### TRAVAIL DEMANDÉ
(1) Comment se traduit en anglais cette phrase du texte sur le printemps : « Nous ressentons la même offense que celle que nous fait subir le soleil lorsqu’il rayonne dans un ciel pur un jour d’enterrement. » ?
(2) Prolongez le texte sur le printemps en reprenant juste après sa dernière phrase.

Pour vous qui aimez aussi le Petit Prince, comme pour moi, rien de l’univers n’est semblable si quelque part, on ne sait où, un mouton que nous ne connaissons pas a, oui ou non, mangé une rose…
Regardez le ciel. Demandez-vous: « le mouton oui ou non a-t-il mangé la fleur ? » Et vous verrez comme tout change…

- Saint-Exupéry

Croire en un Dieu qui souffre, c’est rendre le mystère plus mystérieux, mais de façon plus lumineuse. C’est chasser une fausse clarté pour lui substituer « d’éclatantes ténèbres ».
- François Varillon

Le printemps est là. C’est un fait indiscutable. Nous l’avons vu de loin, de nos fenêtres, de nos balcons, de plus près dans nos jardins, si nous faisons partie des privilégiés qui en ont un, mais il est là et nous le savons. Au cœur des plus grandes métropoles, tout autant que dans les villages et les campagnes, il s’est installé. Tranquillement, il a joué sa partition habituelle: les préludes jaunes pour Forsythia, narcisses, jonquilles, et quelques autres solistes…puis les primevères et leurs consœurs ont sorti leurs nappes de violon. Une mesure après l’autre, chaque instrument a pris sa place; les tambours des nuances de vert ont rejoint les couleurs. En quelques petites semaines de confinement, l’orchestre était au complet, jouant avec allégresse, pour ne pas dire allégro, la symphonie complète.

Indifférence du printemps - Des fleurs de jonquilles
Rien de nouveau, me direz-vous; depuis que le monde est monde, les printemps se succèdent, rien de nouveau sous le soleil… C’est vrai, mais cette année, nous sommes choqués par un décalage, un manque d’empathie, une absence de sensibilité pour ne pas dire une grossière indifférence.
Nous ressentons la même offense que celle que nous fait subir le soleil lorsqu’il rayonne dans un ciel pur un jour d’enterrement.
Les réseaux sociaux regorgent de photos, de textes, plus ou moins délicats, qui mettent le doigt sur ce contraste. Sujet de jubilation pour les uns — les hommes sont assignés à résidence et la nature se réjouit — de regret pour d’autres — le printemps est là et nous ne pouvons en profiter— de réflexion pseudo philosophique, cette situation nous rappelle notre place d’invités et non de propriétaires sur la planète… Mais, quel que soit notre angle de vue, une chose est certaine, le printemps est là, et son indifférence à nos états d’âme, à nos réflexions, à nos malheurs ou à nos espoirs est totale !
Par un de ces glissements de terrains si fréquents aux sols toujours instables qui forment l’humus de mon pauvre cerveau, cette pensée m’a conduit à une autre réflexion: « qu’en est-il de Dieu  ? »

### DONNÉES ENREGISTRÉES
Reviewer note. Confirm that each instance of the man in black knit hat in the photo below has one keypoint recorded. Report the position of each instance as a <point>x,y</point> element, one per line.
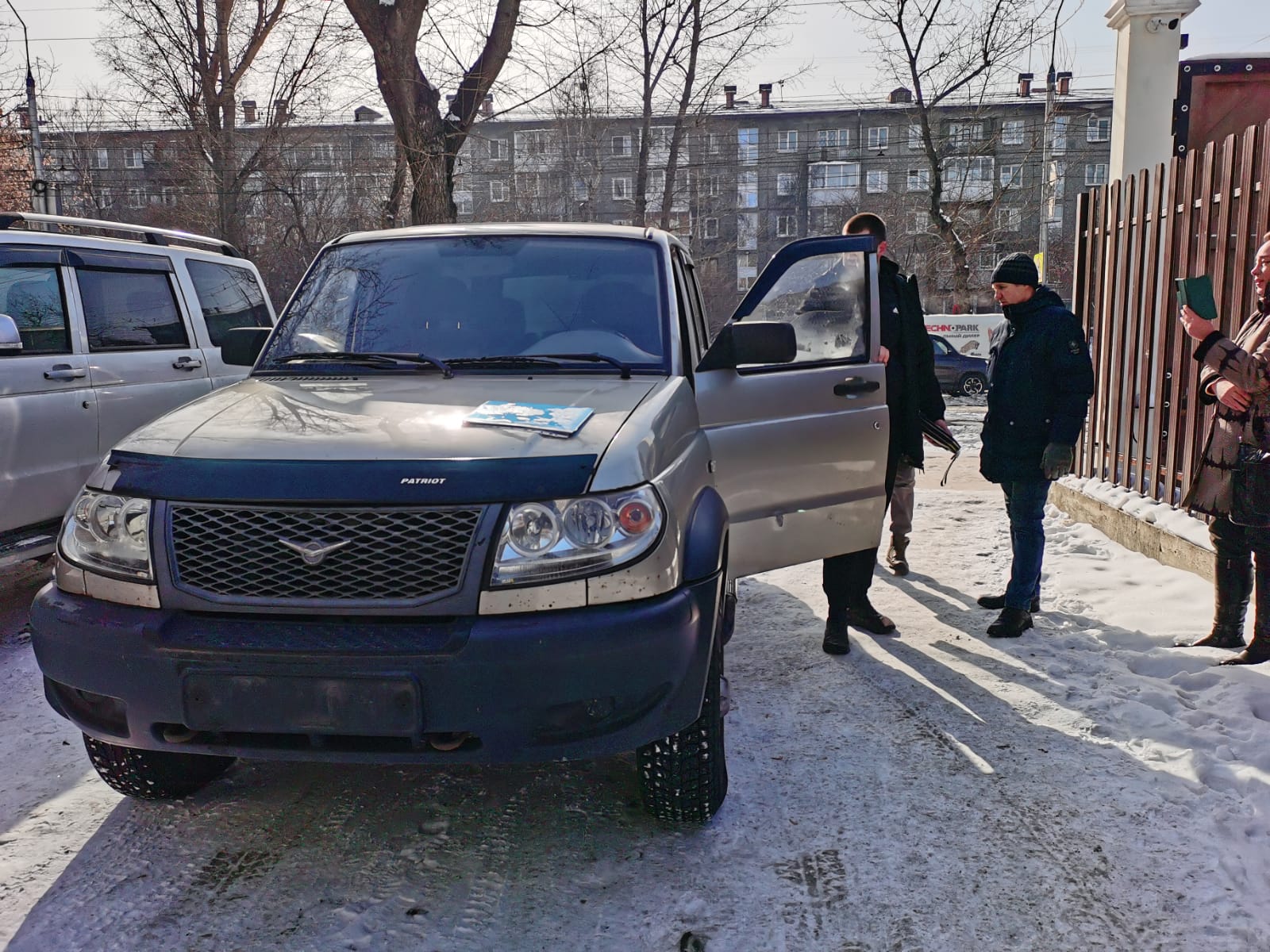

### RÉPONSES À L'EXERCICE
(1) We feel the same offense that the sun inflicts on us when it shines in a clear sky on the day of a funeral.

(2)
Est-il taillé dans la même étoffe que le printemps  ? Spectateur insensible et froid, témoin indifférent de nos vies minuscules ? Est-il atteint par nos souffrances, nos échecs, nos douleurs, nos questionnements, ou siège-t-il, souverain de marbre sur son trône lointain, attendant simplement, sans états d’âme, le grand jour d’un jugement à venir, jour où il lui sera aisé de nous démontrer que nous sommes les auteurs, les responsables de nos propres malheurs et que si nous avions bien voulu l’écouter…
Image glaçante d’un monarque frigide, aux yeux secs et au cœur blindé, drapé dans sa justice et sa toute-puissance…
Cette image est fausse, je le crois vraiment. Pour quantités de motifs, mais essentiellement grâce au Christ venu nous révéler le Père. Oh, je ne pense pas qu’il soit surpris, pris au dépourvu, mais depuis le premier jour de notre indépendance, depuis ce fatidique instant où nous avons utilisé la liberté qu’il nous offrait pour bâtir notre vie et ce monde sans lui, il souffre. Mystérieusement, au-delà de toute explication rationnelle — pourquoi un Dieu qui peut tout souffrirait-il  ? — la réalité est là, il souffre. Il souffre pour nous — tous les parents du monde comprennent cette notion — mais il souffre aussi avec nous. Nous allons nous souvenir, ce mois-ci, de ce que nous nommons « La Passion du Christ ». Comment ce Dieu, qui « était en Christ pour nous réconcilier avec lui-même »,1 pourrait-il ne pas partager, avec une empathie vécue de l’intérieur, toute l’étendue de nos souffrances, de nos peines ? La différence entre ces deux conceptions de Dieu est lourde de conséquences.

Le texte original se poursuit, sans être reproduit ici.